An exact copy of the lines from the one containing "A single marker falls on each instance of the metal bracket" to the end of the records below is required, and nothing else.

----- Data shown

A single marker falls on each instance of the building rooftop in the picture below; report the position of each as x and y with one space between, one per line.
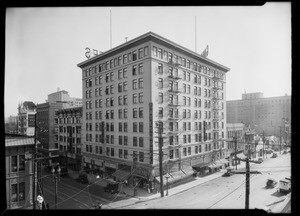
11 141
154 37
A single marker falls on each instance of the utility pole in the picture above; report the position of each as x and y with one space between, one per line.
247 184
280 141
235 146
134 162
263 144
160 144
34 169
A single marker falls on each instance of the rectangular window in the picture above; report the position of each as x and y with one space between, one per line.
141 156
134 126
141 127
134 84
125 140
141 68
160 68
21 162
134 113
140 97
140 83
14 163
134 70
141 142
141 112
134 141
134 98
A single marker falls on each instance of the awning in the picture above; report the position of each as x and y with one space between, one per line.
214 165
188 171
172 177
222 161
199 167
121 174
241 156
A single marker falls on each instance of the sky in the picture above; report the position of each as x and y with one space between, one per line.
44 45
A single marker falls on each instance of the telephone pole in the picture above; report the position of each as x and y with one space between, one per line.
235 146
160 144
247 184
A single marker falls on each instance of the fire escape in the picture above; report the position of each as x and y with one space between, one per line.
216 107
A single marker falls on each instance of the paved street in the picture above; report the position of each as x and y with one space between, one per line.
229 192
73 195
218 193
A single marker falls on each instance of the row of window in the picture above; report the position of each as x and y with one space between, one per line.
170 57
70 120
69 140
109 151
117 61
122 100
136 127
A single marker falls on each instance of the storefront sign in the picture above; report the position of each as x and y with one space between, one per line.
107 164
31 120
91 52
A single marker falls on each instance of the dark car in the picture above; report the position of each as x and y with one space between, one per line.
83 178
271 183
112 188
228 173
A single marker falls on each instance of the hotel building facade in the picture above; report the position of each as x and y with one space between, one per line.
128 89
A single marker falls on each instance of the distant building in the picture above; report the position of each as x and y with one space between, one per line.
47 122
129 88
63 97
11 125
26 118
69 137
263 114
235 140
18 171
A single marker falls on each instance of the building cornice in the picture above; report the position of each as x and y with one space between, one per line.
150 36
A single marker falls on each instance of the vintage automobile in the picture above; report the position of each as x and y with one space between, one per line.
82 178
112 188
227 173
271 183
274 155
284 185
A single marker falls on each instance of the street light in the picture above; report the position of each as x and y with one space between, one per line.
56 177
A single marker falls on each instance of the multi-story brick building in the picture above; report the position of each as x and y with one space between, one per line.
131 87
69 137
18 171
263 114
47 123
26 118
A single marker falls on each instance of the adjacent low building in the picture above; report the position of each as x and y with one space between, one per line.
19 171
26 118
69 137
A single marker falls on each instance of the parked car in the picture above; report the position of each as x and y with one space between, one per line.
260 160
271 183
82 178
284 185
112 188
274 155
269 151
227 173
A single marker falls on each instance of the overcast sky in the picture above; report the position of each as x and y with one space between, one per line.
44 45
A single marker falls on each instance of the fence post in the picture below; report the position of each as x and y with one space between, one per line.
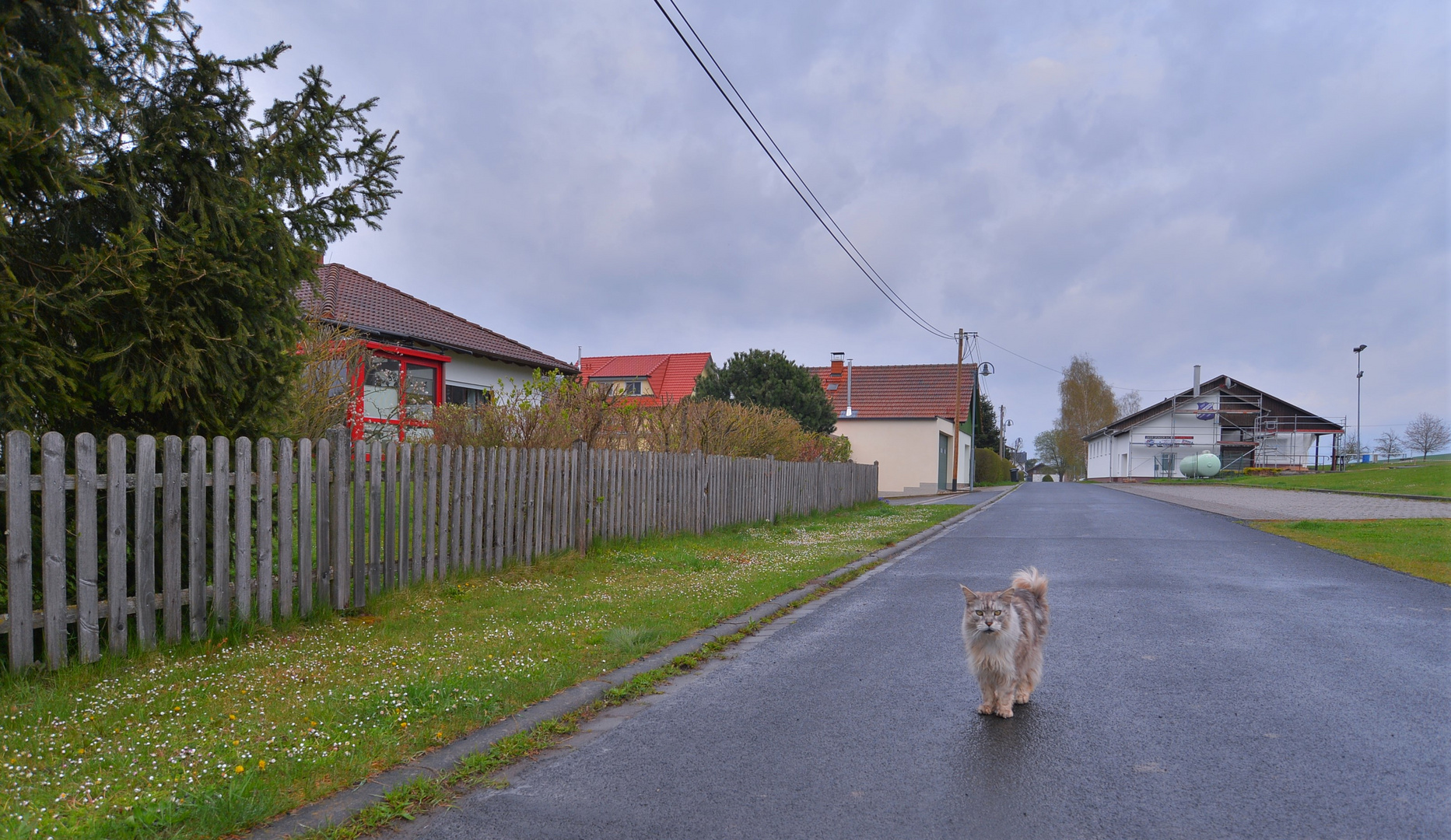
580 489
699 492
172 538
243 498
221 536
115 544
18 549
196 538
285 502
87 601
265 553
342 569
145 558
53 548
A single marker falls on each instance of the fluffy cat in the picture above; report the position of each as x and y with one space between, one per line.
1004 635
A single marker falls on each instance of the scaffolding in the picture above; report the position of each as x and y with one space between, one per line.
1246 432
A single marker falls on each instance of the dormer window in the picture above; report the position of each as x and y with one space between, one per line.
633 387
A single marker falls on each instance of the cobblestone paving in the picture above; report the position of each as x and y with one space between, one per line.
1266 504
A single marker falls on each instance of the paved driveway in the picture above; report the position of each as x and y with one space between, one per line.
1204 679
1267 504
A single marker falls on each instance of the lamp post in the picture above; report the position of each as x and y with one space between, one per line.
1358 375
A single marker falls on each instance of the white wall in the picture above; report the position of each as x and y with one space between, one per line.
906 452
475 372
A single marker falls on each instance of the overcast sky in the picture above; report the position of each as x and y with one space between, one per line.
1256 187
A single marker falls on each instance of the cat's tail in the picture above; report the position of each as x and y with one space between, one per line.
1031 579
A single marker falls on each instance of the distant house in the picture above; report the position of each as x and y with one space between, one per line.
662 379
419 355
1242 425
902 418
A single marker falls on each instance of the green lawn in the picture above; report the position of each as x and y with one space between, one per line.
1421 548
209 739
1432 479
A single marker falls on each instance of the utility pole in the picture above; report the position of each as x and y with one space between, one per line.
956 414
1358 375
1001 431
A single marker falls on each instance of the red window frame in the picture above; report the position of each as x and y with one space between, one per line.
407 357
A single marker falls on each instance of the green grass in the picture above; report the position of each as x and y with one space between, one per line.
212 737
1421 548
1432 479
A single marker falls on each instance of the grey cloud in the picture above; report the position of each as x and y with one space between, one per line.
1253 187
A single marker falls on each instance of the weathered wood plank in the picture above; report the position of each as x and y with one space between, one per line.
419 513
243 524
357 495
375 541
115 544
266 479
196 536
322 499
431 516
221 533
391 516
53 548
172 538
307 559
145 541
472 459
286 482
18 550
340 541
87 597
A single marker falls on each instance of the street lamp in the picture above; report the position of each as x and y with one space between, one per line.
1358 375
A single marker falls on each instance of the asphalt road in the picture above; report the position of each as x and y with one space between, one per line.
1202 679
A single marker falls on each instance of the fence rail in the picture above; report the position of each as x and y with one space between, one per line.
240 530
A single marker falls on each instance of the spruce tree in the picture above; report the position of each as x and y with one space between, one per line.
154 233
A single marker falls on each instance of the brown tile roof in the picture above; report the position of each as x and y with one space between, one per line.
353 299
672 375
900 390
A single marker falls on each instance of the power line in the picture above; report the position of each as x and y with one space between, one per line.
1060 370
797 183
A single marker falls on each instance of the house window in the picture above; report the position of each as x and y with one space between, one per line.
395 389
468 395
629 387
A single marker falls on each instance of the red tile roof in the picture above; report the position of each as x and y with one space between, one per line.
899 390
353 299
672 375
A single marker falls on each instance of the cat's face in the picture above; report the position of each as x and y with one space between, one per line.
987 611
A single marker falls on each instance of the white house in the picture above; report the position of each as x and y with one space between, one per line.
902 418
1242 425
419 355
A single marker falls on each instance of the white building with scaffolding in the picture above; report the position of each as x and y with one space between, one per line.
1242 425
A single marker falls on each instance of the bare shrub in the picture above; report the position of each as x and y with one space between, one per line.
558 412
321 394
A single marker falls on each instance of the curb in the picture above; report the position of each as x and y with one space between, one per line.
345 804
1444 499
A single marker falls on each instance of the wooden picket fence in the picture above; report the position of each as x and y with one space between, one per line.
244 531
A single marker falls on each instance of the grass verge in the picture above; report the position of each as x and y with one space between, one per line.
409 801
208 739
1421 548
1415 479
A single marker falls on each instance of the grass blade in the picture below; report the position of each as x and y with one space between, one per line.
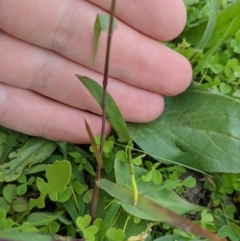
163 214
113 114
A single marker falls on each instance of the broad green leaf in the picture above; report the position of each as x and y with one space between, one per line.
113 114
155 210
36 150
166 198
58 175
225 17
21 236
101 24
197 129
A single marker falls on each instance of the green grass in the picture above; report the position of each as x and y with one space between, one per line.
47 187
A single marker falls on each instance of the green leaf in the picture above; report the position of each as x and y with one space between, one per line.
4 205
12 137
155 210
20 205
113 114
197 129
9 192
64 195
171 238
166 198
189 182
36 150
224 20
108 219
58 175
101 24
210 26
83 222
21 236
115 234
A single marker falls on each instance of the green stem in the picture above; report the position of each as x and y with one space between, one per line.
132 176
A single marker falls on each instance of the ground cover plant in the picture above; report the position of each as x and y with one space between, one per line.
189 162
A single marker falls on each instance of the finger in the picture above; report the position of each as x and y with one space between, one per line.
66 27
33 114
51 75
155 18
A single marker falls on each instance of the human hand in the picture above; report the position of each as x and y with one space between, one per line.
44 43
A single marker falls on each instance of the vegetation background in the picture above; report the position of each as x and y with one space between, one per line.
186 161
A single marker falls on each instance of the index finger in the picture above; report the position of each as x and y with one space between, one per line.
66 27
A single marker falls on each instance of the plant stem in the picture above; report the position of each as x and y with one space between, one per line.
132 175
105 77
104 108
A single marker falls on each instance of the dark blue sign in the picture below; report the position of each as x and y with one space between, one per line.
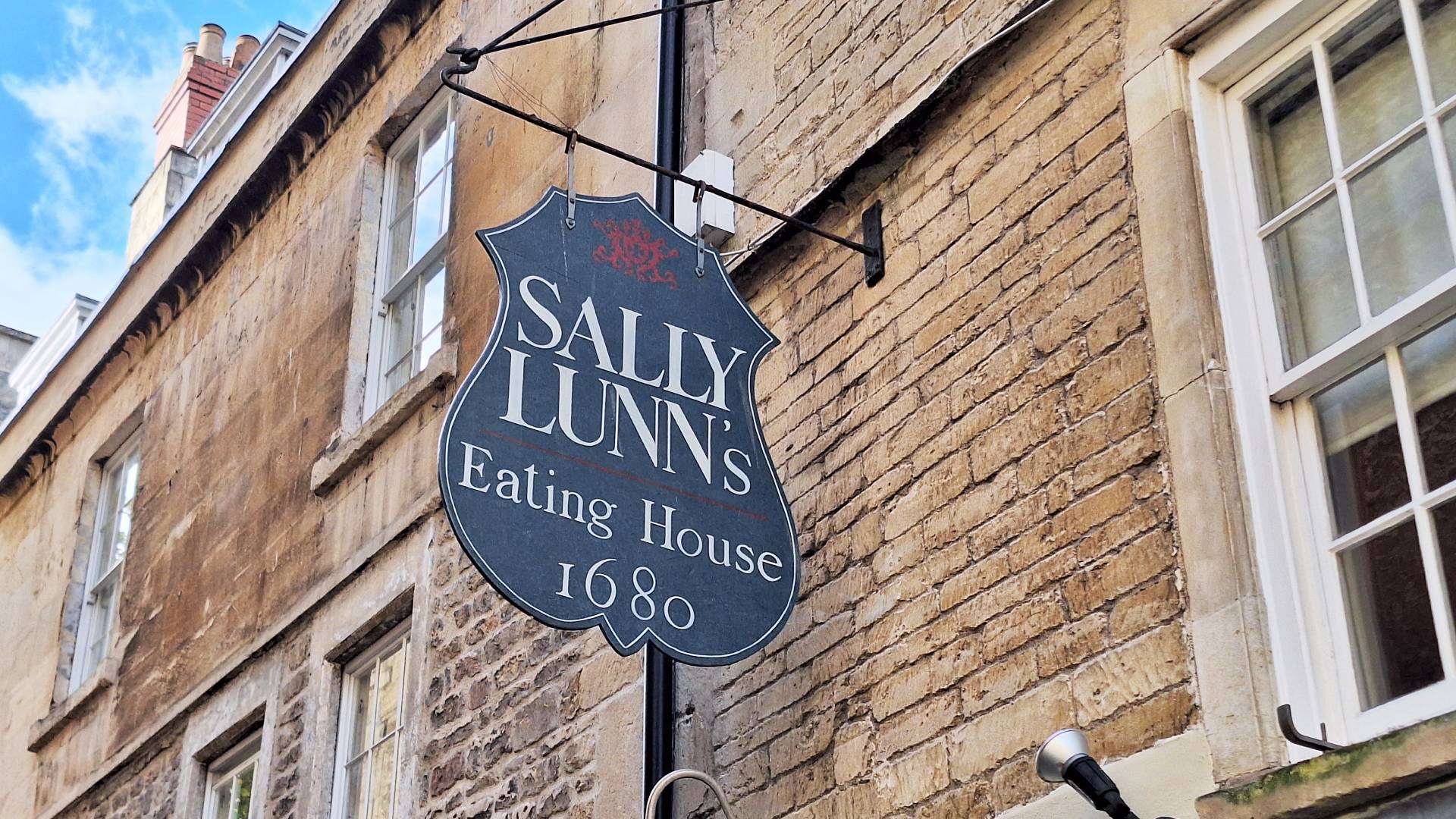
603 463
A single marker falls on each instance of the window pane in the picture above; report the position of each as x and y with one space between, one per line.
245 795
99 632
1439 27
1289 139
1391 615
1362 447
428 221
1445 518
382 781
435 158
398 261
391 684
403 181
354 789
128 484
1312 283
433 305
1449 129
363 711
221 799
1400 224
400 335
1430 373
1375 80
121 535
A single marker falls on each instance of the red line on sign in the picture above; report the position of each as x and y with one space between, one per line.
628 475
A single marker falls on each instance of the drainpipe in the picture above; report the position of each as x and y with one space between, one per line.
660 678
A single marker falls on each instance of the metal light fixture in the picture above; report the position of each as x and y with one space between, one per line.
1068 758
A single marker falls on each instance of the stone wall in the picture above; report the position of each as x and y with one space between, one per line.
143 789
973 447
523 720
974 458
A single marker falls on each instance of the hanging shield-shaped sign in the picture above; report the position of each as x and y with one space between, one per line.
603 461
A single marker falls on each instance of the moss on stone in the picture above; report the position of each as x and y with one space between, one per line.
1327 765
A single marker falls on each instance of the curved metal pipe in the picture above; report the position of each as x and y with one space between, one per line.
686 774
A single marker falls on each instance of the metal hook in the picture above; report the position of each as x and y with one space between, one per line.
685 774
698 200
1286 726
571 180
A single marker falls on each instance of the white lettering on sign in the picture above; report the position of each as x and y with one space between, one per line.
590 413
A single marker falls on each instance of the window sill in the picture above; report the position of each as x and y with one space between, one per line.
348 452
69 708
1353 777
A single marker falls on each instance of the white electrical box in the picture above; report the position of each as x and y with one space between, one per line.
718 213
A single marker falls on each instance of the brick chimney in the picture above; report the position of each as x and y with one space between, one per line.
243 52
201 82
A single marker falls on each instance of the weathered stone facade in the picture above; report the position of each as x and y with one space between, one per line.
1011 463
974 458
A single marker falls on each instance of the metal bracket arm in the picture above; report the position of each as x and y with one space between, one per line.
469 58
1286 726
685 774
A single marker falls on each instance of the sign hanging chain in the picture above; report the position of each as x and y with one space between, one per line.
873 249
571 180
698 203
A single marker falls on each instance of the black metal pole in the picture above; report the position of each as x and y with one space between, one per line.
660 673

----------

◆ Exercise response ◆
A single marker falls on each instance of the metal bracket arm in the picture above; report the position of each as x and y with one space between, one per line.
469 58
1286 726
685 774
A single marker falls on each instance of the sign hanging chain in the picture above; report the position of each as x and y with one space between, one per line.
873 249
571 180
698 203
A single marker falls on each instance of the black metal pole in the picture above; report the position of each as x and y with one space between, one per line.
660 673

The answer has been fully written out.